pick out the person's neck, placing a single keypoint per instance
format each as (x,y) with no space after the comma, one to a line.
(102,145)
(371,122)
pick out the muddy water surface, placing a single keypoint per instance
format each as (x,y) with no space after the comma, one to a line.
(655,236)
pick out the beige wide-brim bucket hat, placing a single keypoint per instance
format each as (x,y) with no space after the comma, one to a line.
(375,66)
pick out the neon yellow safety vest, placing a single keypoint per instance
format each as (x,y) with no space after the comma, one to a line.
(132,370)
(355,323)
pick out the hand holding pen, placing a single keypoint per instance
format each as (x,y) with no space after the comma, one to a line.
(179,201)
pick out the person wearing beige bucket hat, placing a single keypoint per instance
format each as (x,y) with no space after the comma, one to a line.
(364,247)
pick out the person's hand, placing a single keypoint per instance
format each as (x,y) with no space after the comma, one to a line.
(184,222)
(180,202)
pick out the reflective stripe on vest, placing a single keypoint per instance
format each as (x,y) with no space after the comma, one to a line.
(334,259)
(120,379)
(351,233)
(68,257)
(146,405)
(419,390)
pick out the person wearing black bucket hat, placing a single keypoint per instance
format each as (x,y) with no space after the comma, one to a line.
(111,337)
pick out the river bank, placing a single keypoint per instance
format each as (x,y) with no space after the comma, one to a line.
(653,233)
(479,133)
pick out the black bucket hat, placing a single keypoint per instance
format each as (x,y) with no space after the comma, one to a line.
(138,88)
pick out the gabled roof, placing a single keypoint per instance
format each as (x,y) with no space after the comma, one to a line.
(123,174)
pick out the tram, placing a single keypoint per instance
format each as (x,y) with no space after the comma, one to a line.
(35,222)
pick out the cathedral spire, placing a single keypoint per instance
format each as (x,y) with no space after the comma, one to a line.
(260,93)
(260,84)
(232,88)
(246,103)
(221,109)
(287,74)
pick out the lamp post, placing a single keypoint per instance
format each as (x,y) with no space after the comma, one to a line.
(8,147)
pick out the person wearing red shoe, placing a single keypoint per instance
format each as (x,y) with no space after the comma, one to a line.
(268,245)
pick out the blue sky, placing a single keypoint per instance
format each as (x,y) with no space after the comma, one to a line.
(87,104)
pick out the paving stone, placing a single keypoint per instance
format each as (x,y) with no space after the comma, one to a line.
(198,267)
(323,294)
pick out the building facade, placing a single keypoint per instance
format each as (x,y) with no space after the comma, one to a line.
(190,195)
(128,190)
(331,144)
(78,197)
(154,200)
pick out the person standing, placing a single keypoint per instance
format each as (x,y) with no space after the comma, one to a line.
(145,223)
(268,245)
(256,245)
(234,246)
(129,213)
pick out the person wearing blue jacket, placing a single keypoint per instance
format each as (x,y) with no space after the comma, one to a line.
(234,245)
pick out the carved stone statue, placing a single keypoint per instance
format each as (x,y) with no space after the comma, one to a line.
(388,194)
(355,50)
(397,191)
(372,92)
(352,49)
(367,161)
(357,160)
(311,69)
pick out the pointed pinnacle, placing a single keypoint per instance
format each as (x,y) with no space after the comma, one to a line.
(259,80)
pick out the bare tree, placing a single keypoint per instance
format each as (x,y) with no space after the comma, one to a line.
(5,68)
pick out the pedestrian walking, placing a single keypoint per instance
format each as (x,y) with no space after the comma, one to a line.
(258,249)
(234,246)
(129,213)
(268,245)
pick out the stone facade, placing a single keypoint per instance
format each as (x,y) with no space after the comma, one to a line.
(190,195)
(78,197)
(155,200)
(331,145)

+ + + + + + +

- Given instruction
Write every line of the material above again, exactly.

- Solution to this exercise
pick out the person's neck, placing a single keypoint per instance
format each as (x,y) with no space after the comma, one to a line.
(102,145)
(371,122)
pick out the muddy water surface, placing a single keypoint per instance
format each as (x,y) with no space after the comma, one to a line.
(655,236)
pick out the beige wide-brim bucket hat, placing a single keypoint per instance
format each as (x,y) with no space after the comma, one to a line.
(375,66)
pick out the neon yellow safety vest, placing a single keypoint per instance
format each as (x,y) with no space after the comma, one to a line.
(132,370)
(355,323)
pick out the hand holding pen, placing a single keypoint per instance
format each as (x,y) with no space after the comma, one to a line.
(179,201)
pick out the person wearing beige bucket hat, placing a single keypoint per instance
format each as (x,y) with no space after the comma, one to a line.
(364,247)
pick out the person's hand, placing a single keypoint per instance
format each as (x,y) with no space after the comma, one to a line.
(184,222)
(180,202)
pick out the reflective stripe on vest, placing a single keypoint per instance
format each as (x,y) with no space after the comma, one to a line.
(334,259)
(120,379)
(351,233)
(68,257)
(146,405)
(419,390)
pick out the person wearing black bucket hat, placing a single keypoint per instance
format each as (x,y) with no space after the comma, one to a line.
(111,337)
pick out the river bank, placing a single keypoint per instance
format each as (x,y) with no space after the comma, one to a line.
(653,233)
(479,133)
pick out the black bucket hat, placing a single keypoint per instance
format each as (x,y) with no space after the comma, one to a line.
(138,88)
pick out the gabled roof, placing a single keypoint per instance
format each as (x,y) with no space after the comma, one to a line.
(123,174)
pick out the tram, placing a single keypoint per instance
format each as (x,y) with no space after the comma, one to a line.
(35,222)
pick out the cathedral spire, placing a single keypoint per instance
format each as (x,y) with no space after the comma, one to a line.
(260,93)
(260,84)
(232,88)
(246,103)
(221,109)
(287,74)
pick out the lamp post, placing a single keypoint per instance
format each as (x,y) with no space after the comma, one to a line.
(8,147)
pick out the person wearing red shoe, placing a single keypoint per instance
format each as (x,y) with no space after the comma, one to a line.
(268,245)
pick out the blue sky, placing a single keypoint per instance
format each as (x,y) with no space after the comma, one to a line.
(87,104)
pick out the paving stone, placing a single keypoint per instance
format each as (x,y) with no space after the comma, one to a line.
(198,267)
(323,294)
pick out the building facade, placing a single keypoint per instance
format each as (x,y) with no space after the comma, one to a line.
(190,195)
(128,190)
(331,144)
(78,197)
(154,200)
pick out the person standing, placing a single keypoint per instance
format each as (x,y) with no space after the comma, one to a line.
(145,223)
(268,245)
(256,245)
(234,246)
(129,213)
pick out the person wearing blue jacket, placing a single keypoint per instance
format each as (x,y) with no space after the comma, one to a line.
(234,245)
pick out the carved stone statue, placing a single keypoint per instance
format each as (x,y) with no space after the comma, one to a line.
(388,194)
(355,50)
(397,191)
(372,92)
(352,49)
(367,161)
(357,160)
(311,69)
pick out the pointed pinnacle, placing a single keypoint per instance
format each as (x,y) with no space after the comma, one to a line.
(259,80)
pick out the bare tree, placing a single keypoint per instance
format each as (x,y) with no space after the comma, one to a line.
(5,68)
pick out the pedestrian walking, placing a single keypoint per instance
format each as (x,y) with no space after the comma, one to a line.
(258,249)
(234,246)
(129,213)
(268,245)
pick out the stone facade, placing a single keypoint per instance
format each as (x,y) with no space after the comma, one to a line.
(190,195)
(78,197)
(155,200)
(331,145)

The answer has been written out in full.